### ARTÍCULO
———

Los embarazos inesperados o a contrapié, en matrimonios que tienen ya el número de hijos (uno o dos, generalmente) previstos y, sobre todo, entre los jóvenes, son (o eran) un clásico. Basta mirar a nuestro alrededor, sin salirnos del círculo de nuestros conocidos, para ver que un número considerable de las personas que nos hacen felices fueron fruto de un embarazo no deseado. ¿Qué hubiese sido de nuestras vidas —piénsenlo— si todos ellos hubieran sido borrados del mapa de un plumazo prenatal? Estremece pensarlo.

Un embarazo no deseado no es lo ideal, desde luego, pero a menudo lo mejor es enemigo de lo bueno. La alegría de un nuevo ser humano que le nace al mundo merece la pena, o las penas, las que sean. Para un cristiano, esos embarazos son un ejemplo casi insuperable del bien que sale del mal. Por eso, hay que celebrarlos y exclamar: Felix culpa!

Además, hoy nadie tiene que casarse por obligación, que esa era la pena máxima, se decía medio en broma. Y aun así se exagera mucho el dramatismo de aquello, porque a fin de cuentas los matrimonios de penalti fueron y son tan felices o no como el resto. Hoy, en cambio, el penalti se convierte en una pena capital para el embrión, sin metáfora que valga.

———

### QUÉ HACER
En el artículo sobre los embarazos no deseados, ¿qué se decía medio en broma que era la pena máxima? El listado procede de otra fuente.

### DATOS RECOPILADOS
———

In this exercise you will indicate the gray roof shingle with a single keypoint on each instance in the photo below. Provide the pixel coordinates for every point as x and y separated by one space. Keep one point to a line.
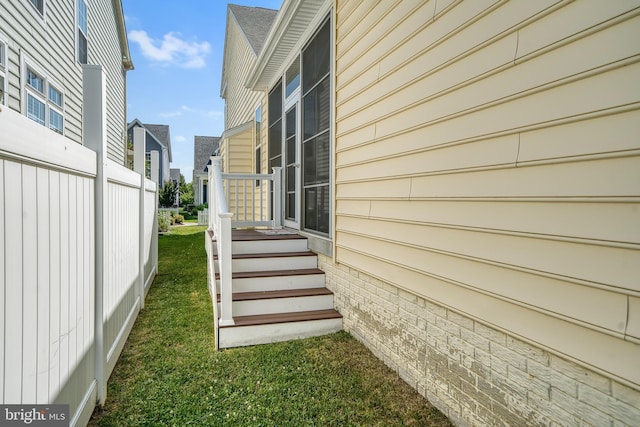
255 23
203 148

———

### SOLUCIÓN ESCRITA
Tener que casarse por obligación.